WHAT THIS EXERCISE ASKS »
(1) Print the portion of the passage on intervention in Syria starting at "Some may argue" and ending at "they never signed.".
(2) Name every country that the passage on intervention in Syria says could respond under the exception for defense of self or the collective.
(3) According to the passage on intervention in Syria, which convention has Syria never signed?

TEXT PASSAGE »
The first exception to the rule covers any intervention supported by the Security Council.  The U.S. had such a mandate in Libya, Afghanistan, Somalia and the most recent Gulf War.  Due to a likely veto from Russia and China that deals with any Syrian intervention there is little possibility for U.N. sanction.

The second exception applies to defense of self or the collective.  Under this ruling Jordan, Turkey, Israel, Iraq or Lebanon could respond as could their allies in NATO.  Legally this is a very grey area. Despite the occasional skirmish on Turkish or Israeli borders this may not have created a justification for war.

Some may argue that states have a right to self-defense in the form of a preemptive attack.  However, this theory has a troubled past not the least of which is due to the U.S. justification of the Iraq war, not to mention it relies heavily on proof of imminent threat and intent. There doesn’t seem to be any sign of intent from the Assad regime and these are historically hard to prove.

The U.S. will likely compile an argument based on the chemical weapons usage and horrors taken place within Syria, of which there are many, and argue the adverse impacts on the region.  As in the case of Kosovo, this argument produces a war that is unlawful, but justifiable nonetheless.  This argument is made even more murky by the fact that Syria has never signed the Chemical Weapons Convention, and thus may not be held to a law they never signed.

EXCERPTED RECORDS »
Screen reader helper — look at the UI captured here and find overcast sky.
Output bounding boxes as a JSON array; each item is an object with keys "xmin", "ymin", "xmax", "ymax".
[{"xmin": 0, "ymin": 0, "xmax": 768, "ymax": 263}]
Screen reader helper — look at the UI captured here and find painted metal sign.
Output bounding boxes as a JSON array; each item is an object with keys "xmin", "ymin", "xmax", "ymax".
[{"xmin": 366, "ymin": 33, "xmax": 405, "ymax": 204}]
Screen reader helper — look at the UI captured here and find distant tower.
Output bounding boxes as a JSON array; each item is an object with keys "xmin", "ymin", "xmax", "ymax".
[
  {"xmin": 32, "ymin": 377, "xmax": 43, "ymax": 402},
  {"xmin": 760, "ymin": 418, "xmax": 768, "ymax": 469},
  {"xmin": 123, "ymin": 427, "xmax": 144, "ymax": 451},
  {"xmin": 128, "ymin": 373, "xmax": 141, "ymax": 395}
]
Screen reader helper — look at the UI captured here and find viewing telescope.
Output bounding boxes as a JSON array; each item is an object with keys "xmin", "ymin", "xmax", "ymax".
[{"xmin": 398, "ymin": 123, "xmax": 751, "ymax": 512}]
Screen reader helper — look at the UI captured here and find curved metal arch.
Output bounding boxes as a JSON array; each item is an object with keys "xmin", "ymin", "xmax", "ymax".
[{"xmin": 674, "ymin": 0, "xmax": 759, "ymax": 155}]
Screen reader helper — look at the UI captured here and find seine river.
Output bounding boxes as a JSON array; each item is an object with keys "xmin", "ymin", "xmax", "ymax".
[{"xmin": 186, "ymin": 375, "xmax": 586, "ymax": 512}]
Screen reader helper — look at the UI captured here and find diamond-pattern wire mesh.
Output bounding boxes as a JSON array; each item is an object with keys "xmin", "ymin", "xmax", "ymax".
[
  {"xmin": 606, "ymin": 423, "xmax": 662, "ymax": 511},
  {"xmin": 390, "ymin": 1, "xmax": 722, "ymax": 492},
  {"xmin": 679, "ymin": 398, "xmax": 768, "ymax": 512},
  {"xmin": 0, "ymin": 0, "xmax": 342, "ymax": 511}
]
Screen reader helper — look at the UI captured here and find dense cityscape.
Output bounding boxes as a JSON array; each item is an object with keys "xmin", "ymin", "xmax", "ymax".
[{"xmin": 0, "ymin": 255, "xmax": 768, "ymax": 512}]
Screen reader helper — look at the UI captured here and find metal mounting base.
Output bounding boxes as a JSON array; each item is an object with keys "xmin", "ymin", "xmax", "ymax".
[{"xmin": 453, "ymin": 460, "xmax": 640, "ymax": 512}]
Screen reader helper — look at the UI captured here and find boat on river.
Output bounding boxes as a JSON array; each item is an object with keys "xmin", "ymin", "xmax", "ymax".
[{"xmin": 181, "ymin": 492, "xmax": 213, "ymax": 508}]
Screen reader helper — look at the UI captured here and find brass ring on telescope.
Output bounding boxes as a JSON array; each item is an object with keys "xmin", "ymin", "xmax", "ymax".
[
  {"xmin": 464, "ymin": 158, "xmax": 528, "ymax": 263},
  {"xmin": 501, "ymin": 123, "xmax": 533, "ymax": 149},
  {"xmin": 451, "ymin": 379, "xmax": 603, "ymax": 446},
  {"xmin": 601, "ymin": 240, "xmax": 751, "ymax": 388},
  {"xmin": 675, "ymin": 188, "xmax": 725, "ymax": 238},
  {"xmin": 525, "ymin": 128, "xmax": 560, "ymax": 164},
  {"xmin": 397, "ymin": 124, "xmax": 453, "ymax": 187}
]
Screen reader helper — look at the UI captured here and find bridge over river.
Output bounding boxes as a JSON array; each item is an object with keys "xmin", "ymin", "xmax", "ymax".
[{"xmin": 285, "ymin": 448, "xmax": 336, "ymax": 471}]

EXERCISE SOLUTIONS »
(1)
Some may argue that states have a right to self-defense in the form of a preemptive attack.  However, this theory has a troubled past not the least of which is due to the U.S. justification of the Iraq war, not to mention it relies heavily on proof of imminent threat and intent. There doesn’t seem to be any sign of intent from the Assad regime and these are historically hard to prove.

The U.S. will likely compile an argument based on the chemical weapons usage and horrors taken place within Syria, of which there are many, and argue the adverse impacts on the region.  As in the case of Kosovo, this argument produces a war that is unlawful, but justifiable nonetheless.  This argument is made even more murky by the fact that Syria has never signed the Chemical Weapons Convention, and thus may not be held to a law they never signed.

(2) Jordan, Turkey, Israel, Iraq, Lebanon

(3) The Chemical Weapons Convention.